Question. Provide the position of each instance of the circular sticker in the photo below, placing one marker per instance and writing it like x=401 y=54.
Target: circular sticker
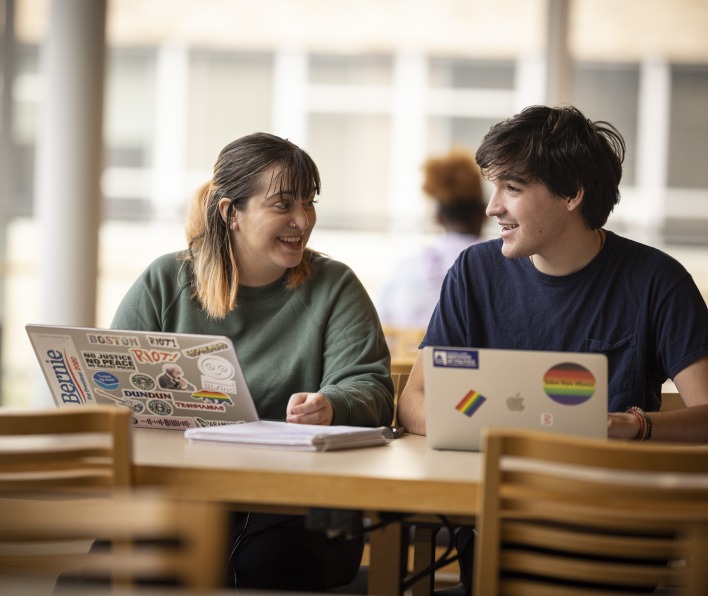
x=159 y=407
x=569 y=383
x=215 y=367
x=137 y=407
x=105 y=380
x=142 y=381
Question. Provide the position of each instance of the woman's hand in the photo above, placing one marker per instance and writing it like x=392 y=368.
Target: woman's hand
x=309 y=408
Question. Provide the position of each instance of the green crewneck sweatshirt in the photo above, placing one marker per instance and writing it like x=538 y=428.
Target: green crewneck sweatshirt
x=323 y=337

...

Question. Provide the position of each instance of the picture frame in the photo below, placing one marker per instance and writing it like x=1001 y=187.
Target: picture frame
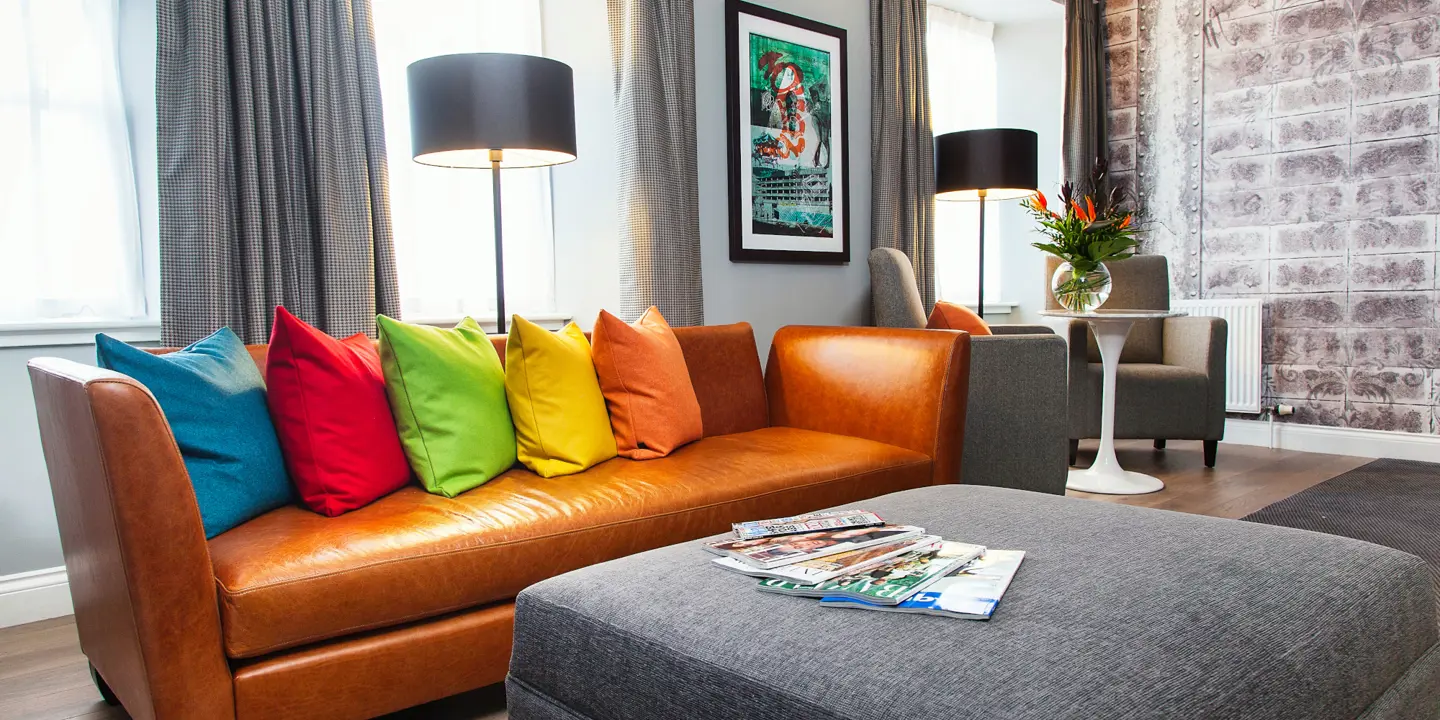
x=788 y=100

...

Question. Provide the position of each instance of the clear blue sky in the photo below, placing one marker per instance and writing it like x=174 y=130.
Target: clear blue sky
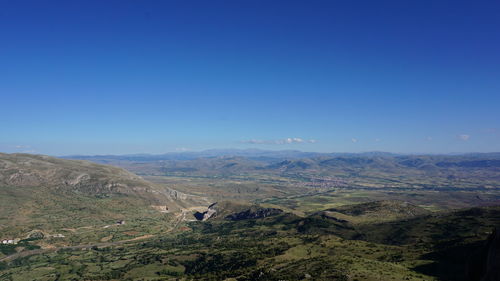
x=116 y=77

• Task description: List every line in the records above that contains the word "picture" with matching case.

• Output for this exercise:
Question. Provide the position of each instance of the picture frame in the photo below, placing one marker per instance and writing it like x=1001 y=187.
Target: picture frame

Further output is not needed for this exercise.